══ Vorliegender Text ══

Das kam im laufe des Threads schon häufiger. Warum die Angler, die Lebendköderung ablehnen (oder der Ansicht sind das Fische Schmerz empfinden, in einem anderen Thread) überhaupt Angeln. 
Ich esse Fleisch, ich lehne aber gleichzeitig Massentierhaltung und Viehtransport ab, weil das meiner Meinung nach Tierquälerei ist. Jetzt könnte dein Freund genauso Argumentieren, dass ich ja dann gleich Vegetarier werden könnte, aber ich lehne es ja nicht ab Schweine zu töten ich lehne es nur ab sie unnötig zu quälen.

Zusammendfasend finde ich folgende Argumente in diesem Thread:
(Ich lasse alle unsachlichen und emotionalen Argumente weg)

Pro leb. Köderfisch

- fängt besser



contra leb. Köderfisch

- Tierquälerei 
- Imageschaden für Angler
- nicht waidmännisch


----------



## Aali-Barba (17. Februar 2005)

*AW: Lebendfischen Verboten!!! bitte um rege Teilnahme*



			
				Agalatze schrieb:
			
		

> @ aali barba
> also ich habe verstanden was du damit meinst.


 
Die Light Version war auch nicht für Dich gedacht. :q 




			
				Agalatze schrieb:
			
		

> er ist nichtangler.

═══

## Pflichtaufgabe 1
Übersetze aus dem Forenauszug über lebende Köderfische den Satz „Ich esse Fleisch, ich lehne aber gleichzeitig Massentierhaltung und Viehtransport ab, weil das meiner Meinung nach Tierquälerei ist.“ ins Englische.
## Pflichtaufgabe 2
Entnimm dem Forenauszug über lebende Köderfische wortgetreu den Abschnitt, der mit den Worten „Das kam im laufe“ einsetzt und mit „emotionalen Argumente weg)“ schließt.

══ Datenblock ══

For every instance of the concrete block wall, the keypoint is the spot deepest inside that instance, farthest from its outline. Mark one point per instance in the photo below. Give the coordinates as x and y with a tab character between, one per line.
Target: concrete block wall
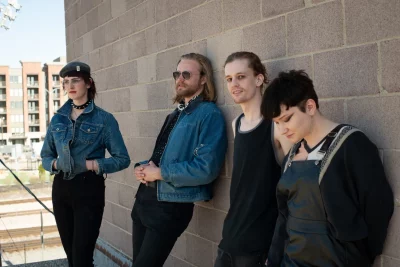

═══

## Richtige Antwort 1
I eat meat, but at the same time I reject factory farming and livestock transport, because in my opinion that is animal cruelty.

## Richtige Antwort 2
Das kam im laufe des Threads schon häufiger. Warum die Angler, die Lebendköderung ablehnen (oder der Ansicht sind das Fische Schmerz empfinden, in einem anderen Thread) überhaupt Angeln. 
Ich esse Fleisch, ich lehne aber gleichzeitig Massentierhaltung und Viehtransport ab, weil das meiner Meinung nach Tierquälerei ist. Jetzt könnte dein Freund genauso Argumentieren, dass ich ja dann gleich Vegetarier werden könnte, aber ich lehne es ja nicht ab Schweine zu töten ich lehne es nur ab sie unnötig zu quälen.

Zusammendfasend finde ich folgende Argumente in diesem Thread:
(Ich lasse alle unsachlichen und emotionalen Argumente weg)